### EXERCISE OBJECTIVE
A faithful copy of the whole listing is the goal. Match it exactly.

- - -

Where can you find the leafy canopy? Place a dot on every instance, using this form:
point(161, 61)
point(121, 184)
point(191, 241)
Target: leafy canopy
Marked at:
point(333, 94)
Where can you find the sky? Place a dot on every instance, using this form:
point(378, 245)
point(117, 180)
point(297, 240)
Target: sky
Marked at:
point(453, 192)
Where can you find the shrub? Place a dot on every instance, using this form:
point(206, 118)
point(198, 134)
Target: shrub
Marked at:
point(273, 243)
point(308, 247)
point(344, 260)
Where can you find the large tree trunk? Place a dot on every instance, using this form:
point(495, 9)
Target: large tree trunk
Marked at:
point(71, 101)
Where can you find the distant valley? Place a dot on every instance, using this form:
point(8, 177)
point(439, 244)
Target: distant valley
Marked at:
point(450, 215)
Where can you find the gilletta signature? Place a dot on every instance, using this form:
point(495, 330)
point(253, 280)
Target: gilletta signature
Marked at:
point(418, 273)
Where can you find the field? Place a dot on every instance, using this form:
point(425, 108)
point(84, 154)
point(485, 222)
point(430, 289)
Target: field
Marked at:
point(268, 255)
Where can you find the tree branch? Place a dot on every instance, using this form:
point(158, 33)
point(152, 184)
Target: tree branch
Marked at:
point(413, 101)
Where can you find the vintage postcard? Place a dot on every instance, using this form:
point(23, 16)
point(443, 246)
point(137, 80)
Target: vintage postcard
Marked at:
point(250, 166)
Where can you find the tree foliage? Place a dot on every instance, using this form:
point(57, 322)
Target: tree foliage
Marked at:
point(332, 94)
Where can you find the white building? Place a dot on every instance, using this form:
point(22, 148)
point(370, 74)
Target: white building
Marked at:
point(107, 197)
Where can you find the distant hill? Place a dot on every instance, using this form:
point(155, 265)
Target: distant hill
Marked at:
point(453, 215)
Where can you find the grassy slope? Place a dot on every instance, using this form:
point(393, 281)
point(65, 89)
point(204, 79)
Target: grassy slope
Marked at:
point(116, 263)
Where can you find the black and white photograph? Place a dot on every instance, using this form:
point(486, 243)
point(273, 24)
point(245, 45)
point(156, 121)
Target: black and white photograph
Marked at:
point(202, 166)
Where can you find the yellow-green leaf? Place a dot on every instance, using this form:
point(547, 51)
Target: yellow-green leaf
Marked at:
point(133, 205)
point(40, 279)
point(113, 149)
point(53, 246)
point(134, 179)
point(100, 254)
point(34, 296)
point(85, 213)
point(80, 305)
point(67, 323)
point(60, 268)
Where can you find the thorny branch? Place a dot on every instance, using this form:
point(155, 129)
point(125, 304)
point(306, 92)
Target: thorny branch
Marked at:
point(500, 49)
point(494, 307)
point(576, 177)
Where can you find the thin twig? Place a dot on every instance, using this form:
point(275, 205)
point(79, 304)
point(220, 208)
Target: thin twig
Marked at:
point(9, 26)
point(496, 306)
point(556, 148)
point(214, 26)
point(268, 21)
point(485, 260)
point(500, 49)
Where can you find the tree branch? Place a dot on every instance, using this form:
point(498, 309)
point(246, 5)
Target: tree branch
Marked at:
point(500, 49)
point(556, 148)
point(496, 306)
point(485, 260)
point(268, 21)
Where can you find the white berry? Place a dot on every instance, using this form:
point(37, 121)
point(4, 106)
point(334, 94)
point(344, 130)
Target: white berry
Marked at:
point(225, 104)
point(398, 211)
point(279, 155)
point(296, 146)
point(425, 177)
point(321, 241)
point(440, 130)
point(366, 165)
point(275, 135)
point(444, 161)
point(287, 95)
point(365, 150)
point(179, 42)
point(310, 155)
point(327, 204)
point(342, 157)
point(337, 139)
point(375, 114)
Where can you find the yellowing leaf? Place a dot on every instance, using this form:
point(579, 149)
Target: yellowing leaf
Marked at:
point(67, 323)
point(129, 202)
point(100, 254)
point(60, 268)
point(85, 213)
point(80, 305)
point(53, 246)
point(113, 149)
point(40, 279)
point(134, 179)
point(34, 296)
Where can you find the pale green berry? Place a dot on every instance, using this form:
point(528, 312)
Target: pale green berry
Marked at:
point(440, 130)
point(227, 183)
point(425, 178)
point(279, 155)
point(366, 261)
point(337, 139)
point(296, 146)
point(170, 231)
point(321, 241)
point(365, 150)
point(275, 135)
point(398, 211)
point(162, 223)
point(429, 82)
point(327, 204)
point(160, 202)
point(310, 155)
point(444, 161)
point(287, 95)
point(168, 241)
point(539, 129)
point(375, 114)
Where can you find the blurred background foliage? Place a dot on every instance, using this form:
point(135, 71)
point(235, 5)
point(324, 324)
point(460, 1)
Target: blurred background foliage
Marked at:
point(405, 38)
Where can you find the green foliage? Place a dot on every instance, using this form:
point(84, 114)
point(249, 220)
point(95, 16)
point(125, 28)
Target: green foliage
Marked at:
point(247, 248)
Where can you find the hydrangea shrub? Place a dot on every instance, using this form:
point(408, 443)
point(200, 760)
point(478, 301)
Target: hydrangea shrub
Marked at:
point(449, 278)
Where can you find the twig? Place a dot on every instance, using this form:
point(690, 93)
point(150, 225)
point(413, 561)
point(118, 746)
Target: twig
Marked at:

- - -

### EXPECTED OUTPUT
Where can you find the leafy canopy? Place a dot on every instance, using this form:
point(161, 61)
point(121, 184)
point(191, 241)
Target: leafy canopy
Marked at:
point(333, 94)
Where can you find the sky? Place a dot on every instance, using this form:
point(378, 245)
point(117, 180)
point(297, 240)
Target: sky
Marked at:
point(453, 192)
Where can you find the shrub? Place a dot on every instance, using this form:
point(206, 118)
point(198, 134)
Target: shrub
Marked at:
point(273, 243)
point(308, 247)
point(344, 260)
Where can you find the large tree trunk? Place a dot on every instance, using this form:
point(495, 9)
Target: large tree trunk
Marked at:
point(71, 101)
Where can you find the distant valley? Place a dot on every instance, using this form:
point(8, 177)
point(439, 244)
Target: distant valley
Marked at:
point(450, 215)
Where can you find the gilletta signature? Place a dot on every instance, using this form:
point(495, 330)
point(253, 280)
Target: gilletta signature
Marked at:
point(418, 273)
Where can you find the field? Place a dot on every instance, using this form:
point(425, 108)
point(84, 154)
point(485, 222)
point(430, 289)
Target: field
Marked at:
point(268, 255)
Where can you find the tree branch? Place a dot on every instance, using this form:
point(158, 33)
point(152, 184)
Target: tree branch
Marked at:
point(413, 101)
Where can you find the vintage postcard? Place a dot on every instance, using this form:
point(23, 16)
point(443, 246)
point(137, 80)
Target: vintage postcard
Marked at:
point(250, 166)
Where can you find the tree foliage? Place a dot on every instance, using this form:
point(57, 322)
Target: tree foliage
Marked at:
point(332, 94)
Where can you find the white building? Place a dot on every instance, using this form:
point(22, 148)
point(370, 74)
Target: white building
Marked at:
point(107, 197)
Where can you find the distant hill? Place a dot on every instance, using this form:
point(155, 265)
Target: distant hill
Marked at:
point(453, 215)
Where can you find the grassy slope? Place a dot on every instance, using this form:
point(393, 281)
point(65, 89)
point(204, 79)
Target: grassy slope
Marked at:
point(116, 263)
Where can you find the black and white photograph? Place a dot on every instance, using this form:
point(486, 243)
point(273, 24)
point(245, 45)
point(156, 121)
Target: black and white photograph
Marked at:
point(202, 166)
Where can you find the yellow-green leaf? Place a dot on every instance, using this form:
point(547, 51)
Target: yellow-green leaf
Marked at:
point(133, 205)
point(40, 279)
point(113, 149)
point(53, 246)
point(134, 179)
point(100, 254)
point(34, 296)
point(85, 213)
point(80, 305)
point(67, 323)
point(60, 268)
Where can you find the thorny branch? Place a dot on every instance, using this form:
point(155, 129)
point(125, 304)
point(306, 92)
Target: thorny branch
Marked at:
point(500, 49)
point(494, 307)
point(576, 177)
Where can you find the thin twig? Place a dot on every instance, using this form:
point(275, 205)
point(79, 304)
point(220, 208)
Target: thin twig
Marked at:
point(9, 26)
point(496, 306)
point(556, 148)
point(214, 26)
point(268, 21)
point(485, 260)
point(500, 49)
Where can you find the tree branch? Place a dot on every instance, using this form:
point(498, 309)
point(246, 5)
Target: tree branch
Marked at:
point(500, 49)
point(556, 148)
point(496, 306)
point(485, 260)
point(268, 21)
Where can you find the white berry? Place a dot on every instance, using this form:
point(37, 121)
point(4, 106)
point(334, 94)
point(344, 130)
Target: white berry
Marked at:
point(225, 104)
point(398, 211)
point(279, 155)
point(296, 146)
point(425, 177)
point(321, 241)
point(440, 130)
point(366, 165)
point(275, 135)
point(444, 161)
point(287, 95)
point(365, 150)
point(179, 42)
point(310, 155)
point(327, 204)
point(342, 157)
point(337, 139)
point(375, 114)
Where can you find the yellowing leaf? Place a dot on every instance, using this form:
point(579, 149)
Target: yellowing leaf
Marked at:
point(67, 323)
point(129, 202)
point(100, 254)
point(60, 268)
point(85, 213)
point(80, 305)
point(53, 246)
point(113, 149)
point(40, 279)
point(134, 179)
point(34, 296)
Where can you find the pale green berry? Place a dot on every instance, using this form:
point(528, 312)
Target: pale green berry
Marked at:
point(440, 130)
point(227, 183)
point(425, 178)
point(279, 155)
point(366, 261)
point(337, 139)
point(296, 146)
point(170, 231)
point(321, 241)
point(365, 150)
point(275, 135)
point(398, 211)
point(162, 223)
point(429, 82)
point(327, 204)
point(160, 202)
point(310, 155)
point(444, 161)
point(287, 95)
point(168, 241)
point(539, 129)
point(375, 114)
Where can you find the blurred background foliage? Place a dot on every instance, using this form:
point(135, 71)
point(235, 5)
point(324, 324)
point(460, 1)
Target: blurred background foliage
Marked at:
point(405, 38)
Where can you find the green foliage? Place a dot on every instance, using this form:
point(84, 114)
point(249, 220)
point(95, 16)
point(125, 28)
Target: green foliage
Marked at:
point(247, 248)
Where can you find the hydrangea shrub? Place a dot on every instance, using this form:
point(408, 443)
point(200, 760)
point(478, 301)
Target: hydrangea shrub
Marked at:
point(449, 278)
Where can you find the twig? Place a dot on every instance, using this form:
point(690, 93)
point(150, 225)
point(413, 561)
point(118, 746)
Target: twig
Marked at:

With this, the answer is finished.